Tolstois Geschichte um den Wurdalak (voller Titel „Die Familie des Wurdalak – Unveröffentlichtes Fragment eines Unbekannten“) gilt als eine der berühmtesten europäischen Schauergeschichten, ist zudem überaus einflussreich für die weitere literarische Entwicklung des Vampirmythos. In seinem Klassiker I TRE VOLTI DELLA PAURA hatte sich schon Mario Bava an einer Adaption versucht, allerdings in einer sehr komprimierten Fassung. Knapp zehn Jahre später widmete sich Giorgio Ferroni dem Stoff, blieb ihm bis auf wenige Variationen – statt in Moldawien spielt die Geschichte nun etwa in Jugoslawien – weitestgehend treu und schuf ein leider nur wenig bekanntes Meisterwerk des europäischen Horrorfilms, das Freunde des Genres und des italienischen Kinos sich in Form der exzellenten DVD von Raro Video unbedingt zulegen sollten.
————
Ziel der Aufgabe 1. Nennen Sie alle Personen, die im Textauszug über die Verfilmung der Wurdalak-Geschichte namentlich erwähnt werden.

(Einträge zur Bereichsannotation)
————
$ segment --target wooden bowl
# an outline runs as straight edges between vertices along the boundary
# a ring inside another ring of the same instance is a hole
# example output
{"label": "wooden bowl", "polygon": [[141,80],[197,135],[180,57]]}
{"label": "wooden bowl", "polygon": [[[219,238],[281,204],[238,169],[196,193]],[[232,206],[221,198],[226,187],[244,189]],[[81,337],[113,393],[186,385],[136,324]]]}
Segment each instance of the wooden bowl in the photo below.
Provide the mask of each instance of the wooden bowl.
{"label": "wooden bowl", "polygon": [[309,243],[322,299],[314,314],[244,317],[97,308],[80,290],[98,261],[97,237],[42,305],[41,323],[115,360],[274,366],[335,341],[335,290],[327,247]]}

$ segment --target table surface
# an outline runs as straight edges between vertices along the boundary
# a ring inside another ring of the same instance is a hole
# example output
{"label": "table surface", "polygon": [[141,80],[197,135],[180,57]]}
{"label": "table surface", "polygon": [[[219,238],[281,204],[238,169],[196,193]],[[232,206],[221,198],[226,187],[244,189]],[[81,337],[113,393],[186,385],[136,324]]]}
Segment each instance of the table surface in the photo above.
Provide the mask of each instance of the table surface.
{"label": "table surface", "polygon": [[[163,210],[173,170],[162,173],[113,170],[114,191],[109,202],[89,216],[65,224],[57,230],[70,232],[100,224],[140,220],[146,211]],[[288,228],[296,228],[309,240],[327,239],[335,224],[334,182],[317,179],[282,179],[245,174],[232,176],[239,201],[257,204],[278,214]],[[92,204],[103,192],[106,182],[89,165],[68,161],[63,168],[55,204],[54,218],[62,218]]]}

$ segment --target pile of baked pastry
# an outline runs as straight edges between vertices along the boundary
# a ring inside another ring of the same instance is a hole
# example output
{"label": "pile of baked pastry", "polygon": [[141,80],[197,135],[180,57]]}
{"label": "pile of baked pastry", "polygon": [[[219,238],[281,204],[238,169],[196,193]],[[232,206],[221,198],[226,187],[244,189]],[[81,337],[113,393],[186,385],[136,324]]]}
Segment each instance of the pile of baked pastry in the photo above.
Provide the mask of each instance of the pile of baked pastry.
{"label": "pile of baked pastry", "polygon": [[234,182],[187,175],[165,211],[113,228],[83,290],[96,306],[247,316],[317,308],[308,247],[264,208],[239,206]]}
————
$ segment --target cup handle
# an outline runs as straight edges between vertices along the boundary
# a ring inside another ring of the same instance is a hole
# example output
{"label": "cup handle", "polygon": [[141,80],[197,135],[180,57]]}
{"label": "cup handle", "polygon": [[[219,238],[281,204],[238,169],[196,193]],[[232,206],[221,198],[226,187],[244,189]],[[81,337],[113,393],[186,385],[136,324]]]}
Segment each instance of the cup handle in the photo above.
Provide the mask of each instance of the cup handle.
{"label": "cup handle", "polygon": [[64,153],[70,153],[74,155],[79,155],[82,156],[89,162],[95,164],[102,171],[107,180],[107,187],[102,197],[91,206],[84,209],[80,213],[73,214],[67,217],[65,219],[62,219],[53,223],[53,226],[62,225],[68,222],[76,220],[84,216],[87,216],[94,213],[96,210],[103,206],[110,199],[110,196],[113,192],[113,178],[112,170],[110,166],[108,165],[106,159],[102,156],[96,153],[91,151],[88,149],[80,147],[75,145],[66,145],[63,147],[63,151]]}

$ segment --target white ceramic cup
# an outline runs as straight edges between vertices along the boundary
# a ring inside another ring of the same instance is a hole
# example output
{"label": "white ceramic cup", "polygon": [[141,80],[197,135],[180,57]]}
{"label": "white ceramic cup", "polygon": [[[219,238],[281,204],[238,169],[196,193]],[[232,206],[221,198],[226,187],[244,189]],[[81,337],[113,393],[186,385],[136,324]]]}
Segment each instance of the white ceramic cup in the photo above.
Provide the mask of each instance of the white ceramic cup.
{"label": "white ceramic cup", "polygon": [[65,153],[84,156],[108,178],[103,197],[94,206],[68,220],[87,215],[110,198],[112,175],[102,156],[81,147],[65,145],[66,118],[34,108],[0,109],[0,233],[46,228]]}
————
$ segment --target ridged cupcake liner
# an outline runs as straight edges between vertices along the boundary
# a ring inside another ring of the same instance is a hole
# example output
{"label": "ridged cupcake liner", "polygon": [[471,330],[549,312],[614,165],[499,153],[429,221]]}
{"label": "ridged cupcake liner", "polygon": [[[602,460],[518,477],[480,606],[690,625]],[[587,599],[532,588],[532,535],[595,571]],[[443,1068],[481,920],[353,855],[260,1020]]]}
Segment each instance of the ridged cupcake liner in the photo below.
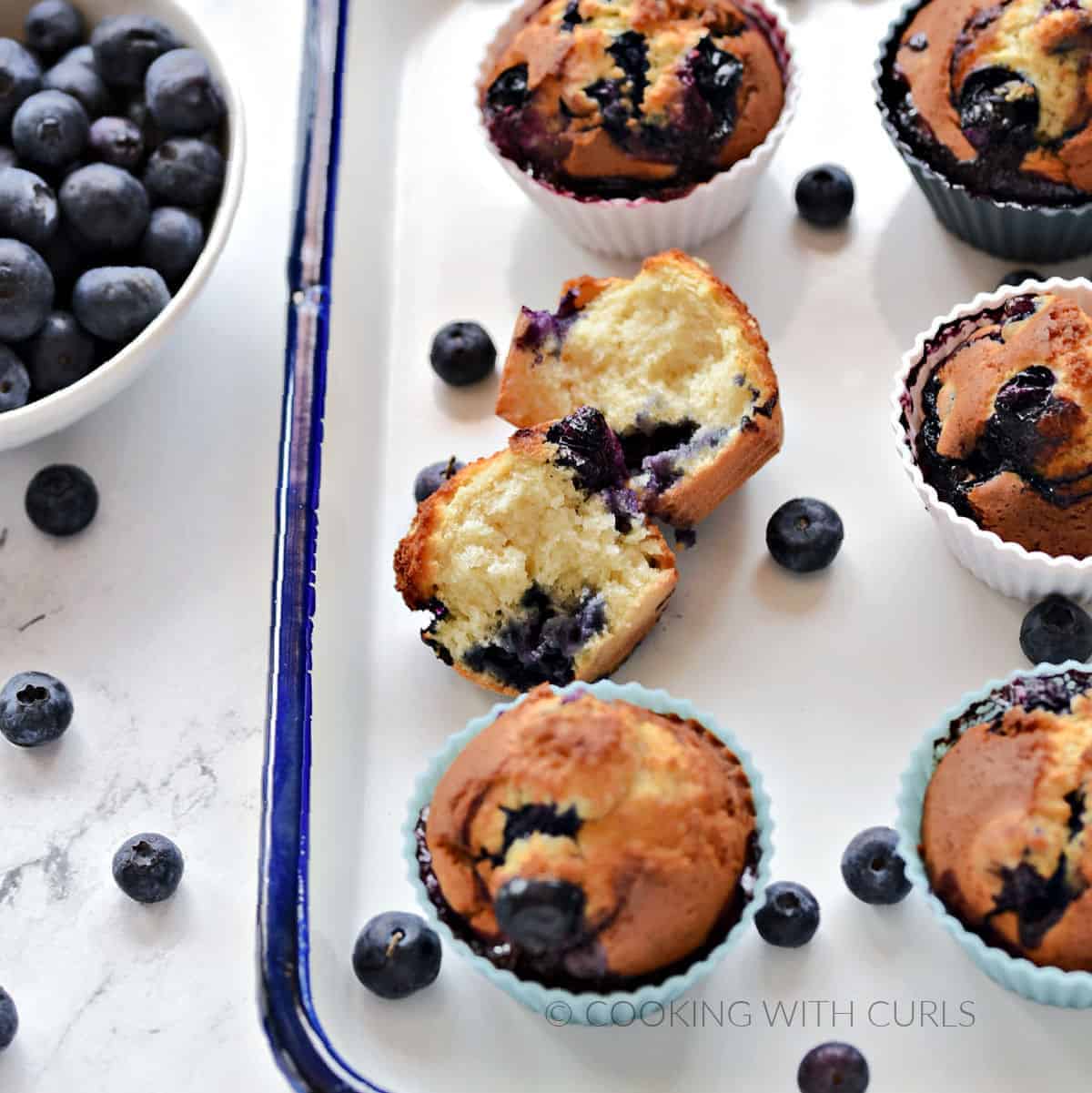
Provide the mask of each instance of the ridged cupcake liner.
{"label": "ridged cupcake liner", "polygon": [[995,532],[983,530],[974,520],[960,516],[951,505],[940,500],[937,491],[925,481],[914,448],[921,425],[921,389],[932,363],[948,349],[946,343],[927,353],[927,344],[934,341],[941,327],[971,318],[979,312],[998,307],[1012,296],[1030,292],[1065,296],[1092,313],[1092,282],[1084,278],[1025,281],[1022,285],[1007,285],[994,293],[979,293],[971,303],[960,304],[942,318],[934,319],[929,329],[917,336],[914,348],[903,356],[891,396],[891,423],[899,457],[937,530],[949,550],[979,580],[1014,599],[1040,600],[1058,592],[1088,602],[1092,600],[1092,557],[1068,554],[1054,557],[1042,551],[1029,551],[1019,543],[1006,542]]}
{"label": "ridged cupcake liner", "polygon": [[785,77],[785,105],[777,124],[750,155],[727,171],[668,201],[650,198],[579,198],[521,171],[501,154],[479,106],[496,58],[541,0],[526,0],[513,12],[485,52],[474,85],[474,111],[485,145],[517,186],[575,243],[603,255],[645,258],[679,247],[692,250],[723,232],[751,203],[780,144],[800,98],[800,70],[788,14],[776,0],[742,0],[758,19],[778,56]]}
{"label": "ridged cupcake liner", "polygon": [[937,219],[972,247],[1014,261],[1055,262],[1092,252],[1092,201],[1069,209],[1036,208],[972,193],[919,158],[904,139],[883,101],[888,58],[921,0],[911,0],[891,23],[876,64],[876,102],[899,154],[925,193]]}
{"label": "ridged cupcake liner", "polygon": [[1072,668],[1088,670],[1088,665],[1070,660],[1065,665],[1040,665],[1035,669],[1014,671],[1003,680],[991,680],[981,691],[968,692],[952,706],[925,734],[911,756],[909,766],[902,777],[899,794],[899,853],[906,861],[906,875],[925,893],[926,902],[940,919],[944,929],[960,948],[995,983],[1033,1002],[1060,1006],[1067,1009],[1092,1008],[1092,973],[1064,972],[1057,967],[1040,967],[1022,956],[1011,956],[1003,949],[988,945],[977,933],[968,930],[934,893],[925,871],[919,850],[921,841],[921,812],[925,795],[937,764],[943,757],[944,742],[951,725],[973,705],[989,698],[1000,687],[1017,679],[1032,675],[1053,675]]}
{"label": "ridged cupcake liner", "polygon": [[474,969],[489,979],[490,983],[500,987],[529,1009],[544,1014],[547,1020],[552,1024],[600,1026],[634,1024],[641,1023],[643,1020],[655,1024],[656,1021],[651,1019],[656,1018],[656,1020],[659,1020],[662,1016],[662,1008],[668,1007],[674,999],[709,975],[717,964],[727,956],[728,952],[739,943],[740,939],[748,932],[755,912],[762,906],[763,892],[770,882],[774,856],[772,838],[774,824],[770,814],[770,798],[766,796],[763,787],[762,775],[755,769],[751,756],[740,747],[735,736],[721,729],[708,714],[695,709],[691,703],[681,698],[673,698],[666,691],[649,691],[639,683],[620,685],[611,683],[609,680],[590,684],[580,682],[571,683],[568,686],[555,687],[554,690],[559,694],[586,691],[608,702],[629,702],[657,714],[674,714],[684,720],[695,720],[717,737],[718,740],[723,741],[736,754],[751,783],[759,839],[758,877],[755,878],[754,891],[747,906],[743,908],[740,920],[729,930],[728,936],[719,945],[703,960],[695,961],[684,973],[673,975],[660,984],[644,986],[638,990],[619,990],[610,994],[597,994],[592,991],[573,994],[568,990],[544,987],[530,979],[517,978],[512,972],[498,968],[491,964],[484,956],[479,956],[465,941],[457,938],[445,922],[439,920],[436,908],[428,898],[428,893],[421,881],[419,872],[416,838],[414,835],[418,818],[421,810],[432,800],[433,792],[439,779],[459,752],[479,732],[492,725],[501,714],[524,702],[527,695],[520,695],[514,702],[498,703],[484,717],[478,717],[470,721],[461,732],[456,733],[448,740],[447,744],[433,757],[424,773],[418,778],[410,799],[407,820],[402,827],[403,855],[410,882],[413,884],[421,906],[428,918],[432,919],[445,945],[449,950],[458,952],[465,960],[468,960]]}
————
Ziel der Aufgabe 2. Ermitteln Sie, wie viele Zeilen der Einträge die Zeichenfolge "Provide" enthalten, und geben Sie nur diese Zahl an.

Ergebnis 1. Tolstoi, Mario Bava, Giorgio Ferroni

Ergebnis 2. 6